# TEXT BLOCK
########################################

A certain antioxidant, Pyrroloquinoline quinone (PQQ) naturally found in human breast milk, kiwi fruit, celery and soy can be a cure for NAFLD or non-alcoholic fatty liver disease.


The study from the University of Colorado Anschutz Medical Campus points out that these substances provide the reduction of fat in the liver and decrease the inflammation in the liver as caused by the liver disease.

‘Supplemental dose of Pyrroloquinoline quinone, an antioxidant to pregnant obese mice could protect offspring from progression of non-alcoholic fatty liver disease.’

Karen Jonscher, Ph.D., an associate professor of anesthesiology and a physicist at CU Anschutz explains how 20 to 30 percent of adults in the US have liver diseases, making it one of the most common diseases in the world.

########################################

# DATA UNDER STUDY
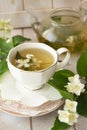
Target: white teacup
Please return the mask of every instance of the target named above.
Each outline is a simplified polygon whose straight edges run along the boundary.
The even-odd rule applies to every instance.
[[[12,64],[13,57],[16,56],[17,51],[28,48],[37,48],[45,50],[50,53],[54,59],[53,63],[42,70],[26,71],[15,67]],[[59,55],[65,53],[65,58],[61,63],[58,62]],[[8,68],[12,76],[24,85],[29,90],[36,90],[41,88],[55,73],[57,69],[64,67],[70,59],[70,52],[66,48],[60,48],[57,51],[44,43],[23,43],[10,50],[7,57]]]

########################################

# BRIEF A
Switch "offspring" to "pups" in the text on fatty liver disease, and write out that text starting with "The study from" and going on through "in the world.".
# BRIEF B
According to the text on fatty liver disease, what share of adults in the US have liver diseases?
The items have nothing to do with the text on fatty liver disease.

# RESPONSE BOX A
The study from the University of Colorado Anschutz Medical Campus points out that these substances provide the reduction of fat in the liver and decrease the inflammation in the liver as caused by the liver disease.

‘Supplemental dose of Pyrroloquinoline quinone, an antioxidant to pregnant obese mice could protect pups from progression of non-alcoholic fatty liver disease.’

Karen Jonscher, Ph.D., an associate professor of anesthesiology and a physicist at CU Anschutz explains how 20 to 30 percent of adults in the US have liver diseases, making it one of the most common diseases in the world.

# RESPONSE BOX B
20 to 30 percent